STATED GOAL: Rewrite the stretch of the piece on Ohio State's offense from "Still, with all" through "out a victory.", with "Boilermakers" changed to "Purdue".

TEXT EXCERPT:
....

Ohio State’s Offensive Woes Not Unexpected

Sputtering, stumbling, staggering, wheezing, foundering, floundering, flummoxing – pick your word to describe what many fans are now deploring as the late, great Ohio State offense.

My question to those who want to storm the castle and demand that Jim Tressel relinquish his play-calling duties: Just exactly what did you expect?

The Buckeyes are breaking in a new quarterback on the fly, have damaged goods at the running back position and resemble a patchwork quilt on the offensive line. Tell me how those ingredients bake into a nice, fluffy product that scores points at will.

For all of the flair and dynamism Terrelle Pryor brings to the quarterback position, we need to remind ourselves that he is just a freshman. I don’t care how good you are – moving from the high school fields of western Pennsylvania to major college football is a quantum leap. Purdue may not field anything resembling the most innovative of defenses, but I’ll wager it was head and shoulders above anything Pryor saw before this season began.

There is no doubt that Pryor has a wealth of football talent, but as a first-year player who is likely putting undue pressure on himself as the starting quarterback, the freshman’s chief problem is not allowing the action to come to him. He is trying to force the issue, holding the ball much too long when receivers are covered and attempting to make something out of nothing when throwing the ball away would be more prudent.

Still, with all of his troubles against the Boilermakers, Pryor still managed to complete better than 71 percent of his pass attempts. Better yet, he committed no turnovers.

There are still five more games on the Ohio State schedule and it’s a pretty good bet that Pryor will have another uneven performance somewhere along the line. When that happens, the Buckeyes will have to figure out other ways to pull out a victory.

They would love to rely on the running of Chris “Beanie” Wells, and they can do that as long as the junior tailback’s body holds out. It’s beginning to become of matter of what’s next for Wells. Last year, he had to fight through ankle and thumb injuries. This year, it’s been the big toe and a bout with the flu.

Unfortunately, Ohio State may never get the full benefit of what a completely healthy Wells can do. In the meantime, whatever the Buckeyes can get from their wounded star is better than what many college running backs can give at full strength. It just won’t be available for 30 to 40 carries a game like Tressel and his coaching staff had hoped when they were game-planning this past summer.

Likewise, the offensive line doesn’t resemble much of what it was supposed to look like heading into the 2008 season. With the notable exception of graduated right tackle Kirk Barton, the veteran line was purported to be one of the team’s strengths.

....

DATA PROVIDED:
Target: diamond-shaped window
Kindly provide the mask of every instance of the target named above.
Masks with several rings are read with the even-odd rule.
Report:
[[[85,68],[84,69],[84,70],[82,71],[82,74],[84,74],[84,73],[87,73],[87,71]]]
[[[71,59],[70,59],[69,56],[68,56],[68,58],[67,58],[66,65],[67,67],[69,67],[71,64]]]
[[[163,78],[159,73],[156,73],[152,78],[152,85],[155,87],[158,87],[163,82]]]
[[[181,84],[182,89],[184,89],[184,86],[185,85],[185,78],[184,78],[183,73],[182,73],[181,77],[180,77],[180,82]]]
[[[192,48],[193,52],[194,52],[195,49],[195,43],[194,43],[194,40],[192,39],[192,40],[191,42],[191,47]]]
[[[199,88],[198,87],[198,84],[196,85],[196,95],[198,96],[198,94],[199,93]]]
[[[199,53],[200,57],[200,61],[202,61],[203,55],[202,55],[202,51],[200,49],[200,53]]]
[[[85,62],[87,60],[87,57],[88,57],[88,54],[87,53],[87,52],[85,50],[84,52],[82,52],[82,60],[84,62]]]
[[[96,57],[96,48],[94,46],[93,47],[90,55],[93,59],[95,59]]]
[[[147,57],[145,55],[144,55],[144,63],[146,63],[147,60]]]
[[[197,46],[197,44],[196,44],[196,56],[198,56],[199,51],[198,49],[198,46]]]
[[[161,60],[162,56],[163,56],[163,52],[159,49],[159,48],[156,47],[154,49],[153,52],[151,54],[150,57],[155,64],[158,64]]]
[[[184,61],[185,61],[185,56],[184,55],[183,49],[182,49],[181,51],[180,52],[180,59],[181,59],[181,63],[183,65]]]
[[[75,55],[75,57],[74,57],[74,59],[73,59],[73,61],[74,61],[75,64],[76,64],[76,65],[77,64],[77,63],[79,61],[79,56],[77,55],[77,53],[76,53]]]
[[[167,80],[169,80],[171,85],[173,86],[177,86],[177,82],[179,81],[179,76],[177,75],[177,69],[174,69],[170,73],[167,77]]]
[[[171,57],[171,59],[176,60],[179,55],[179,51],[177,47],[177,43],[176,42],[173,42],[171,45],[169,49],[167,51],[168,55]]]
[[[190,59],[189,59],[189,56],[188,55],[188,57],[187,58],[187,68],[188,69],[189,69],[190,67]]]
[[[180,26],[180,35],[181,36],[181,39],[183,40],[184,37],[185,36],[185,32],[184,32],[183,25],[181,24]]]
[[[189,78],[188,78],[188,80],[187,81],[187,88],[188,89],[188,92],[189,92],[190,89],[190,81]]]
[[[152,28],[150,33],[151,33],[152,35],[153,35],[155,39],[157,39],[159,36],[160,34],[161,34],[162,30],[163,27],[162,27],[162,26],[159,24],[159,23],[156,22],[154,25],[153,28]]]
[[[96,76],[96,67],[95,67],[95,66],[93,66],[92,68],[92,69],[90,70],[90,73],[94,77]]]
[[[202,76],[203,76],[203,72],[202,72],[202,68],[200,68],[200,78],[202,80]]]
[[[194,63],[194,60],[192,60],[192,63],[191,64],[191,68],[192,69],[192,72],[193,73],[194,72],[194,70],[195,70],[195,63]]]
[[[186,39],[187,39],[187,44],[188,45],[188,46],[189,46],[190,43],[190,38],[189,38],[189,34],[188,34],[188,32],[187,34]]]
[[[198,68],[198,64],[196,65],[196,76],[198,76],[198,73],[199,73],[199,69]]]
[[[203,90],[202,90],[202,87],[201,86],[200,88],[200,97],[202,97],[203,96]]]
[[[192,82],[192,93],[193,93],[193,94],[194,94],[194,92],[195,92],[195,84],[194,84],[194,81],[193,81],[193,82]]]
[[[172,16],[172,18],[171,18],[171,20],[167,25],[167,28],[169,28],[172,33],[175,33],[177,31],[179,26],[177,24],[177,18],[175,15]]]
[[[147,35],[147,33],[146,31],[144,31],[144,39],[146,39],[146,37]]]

....

SOLUTION:
Still, with all of his troubles against the Purdue, Pryor still managed to complete better than 71 percent of his pass attempts. Better yet, he committed no turnovers.

There are still five more games on the Ohio State schedule and it’s a pretty good bet that Pryor will have another uneven performance somewhere along the line. When that happens, the Buckeyes will have to figure out other ways to pull out a victory.